● Short task
Rewrite all the entries below, replacing "separate parts" with "disjoint pieces" wherever it occurs and keeping everything else the same.

Rows from a segmentation dataset
◇ ◇ ◇ ◇

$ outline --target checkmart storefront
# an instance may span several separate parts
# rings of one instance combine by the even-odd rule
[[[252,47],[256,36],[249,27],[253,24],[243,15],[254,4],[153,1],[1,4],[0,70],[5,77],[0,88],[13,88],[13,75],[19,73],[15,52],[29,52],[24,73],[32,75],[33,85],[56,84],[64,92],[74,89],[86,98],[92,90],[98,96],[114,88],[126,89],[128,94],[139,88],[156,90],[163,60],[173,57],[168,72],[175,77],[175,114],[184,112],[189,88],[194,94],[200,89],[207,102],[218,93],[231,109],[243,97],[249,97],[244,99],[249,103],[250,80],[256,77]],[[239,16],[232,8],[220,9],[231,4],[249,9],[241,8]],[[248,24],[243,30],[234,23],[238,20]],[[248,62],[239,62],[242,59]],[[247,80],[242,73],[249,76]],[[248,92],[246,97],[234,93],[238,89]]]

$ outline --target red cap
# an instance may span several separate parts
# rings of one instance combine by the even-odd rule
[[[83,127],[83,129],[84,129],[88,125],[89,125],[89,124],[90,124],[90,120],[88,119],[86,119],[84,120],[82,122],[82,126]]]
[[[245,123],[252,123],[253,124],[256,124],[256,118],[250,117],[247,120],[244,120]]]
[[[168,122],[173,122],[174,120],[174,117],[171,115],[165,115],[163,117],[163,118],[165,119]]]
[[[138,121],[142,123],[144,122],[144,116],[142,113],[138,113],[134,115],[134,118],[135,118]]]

◇ ◇ ◇ ◇

● Result of this task
$ outline --target checkmart storefront
# an instance may span several disjoint pieces
# rings of one instance combine by the even-odd rule
[[[252,47],[256,36],[249,27],[253,24],[243,15],[254,4],[153,1],[1,4],[0,70],[5,77],[0,88],[13,88],[13,75],[19,73],[15,52],[29,52],[24,73],[32,75],[33,85],[56,84],[64,92],[74,89],[86,98],[92,90],[98,96],[114,88],[126,89],[128,94],[139,88],[156,90],[163,60],[173,57],[168,72],[175,77],[175,114],[184,112],[189,88],[194,94],[200,89],[207,102],[218,93],[231,109],[243,97],[249,97],[244,99],[249,103],[250,80],[256,77]],[[239,16],[232,8],[220,9],[231,4],[249,9],[241,8]],[[248,24],[243,30],[234,23],[238,20]],[[248,62],[239,62],[242,59]],[[247,80],[242,73],[249,76]],[[248,92],[246,97],[234,93],[238,89]]]

$ outline --target red cap
# an instance may span several disjoint pieces
# rings of one instance combine by the even-odd rule
[[[83,127],[83,129],[84,129],[88,125],[89,125],[89,124],[90,124],[90,120],[88,119],[86,119],[84,120],[82,122],[82,126]]]
[[[245,123],[252,123],[253,124],[256,124],[256,118],[250,117],[247,120],[244,120]]]
[[[168,122],[173,122],[174,120],[174,117],[171,115],[165,115],[163,117],[163,118],[165,119]]]
[[[138,121],[142,123],[144,122],[144,116],[142,113],[138,113],[134,115],[134,118],[135,118]]]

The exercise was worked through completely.